Records for the exercise:
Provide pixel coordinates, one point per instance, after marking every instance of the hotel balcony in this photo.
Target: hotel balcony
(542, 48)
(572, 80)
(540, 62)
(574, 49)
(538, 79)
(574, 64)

Aim of the exercise: All of the records above need to be printed again exactly as they appear.

Exercise solution:
Provide pixel coordinates, one point per instance, after marking every instance of the hotel balcony in this photo.
Target: hotel balcony
(542, 48)
(572, 80)
(540, 62)
(574, 49)
(538, 79)
(574, 64)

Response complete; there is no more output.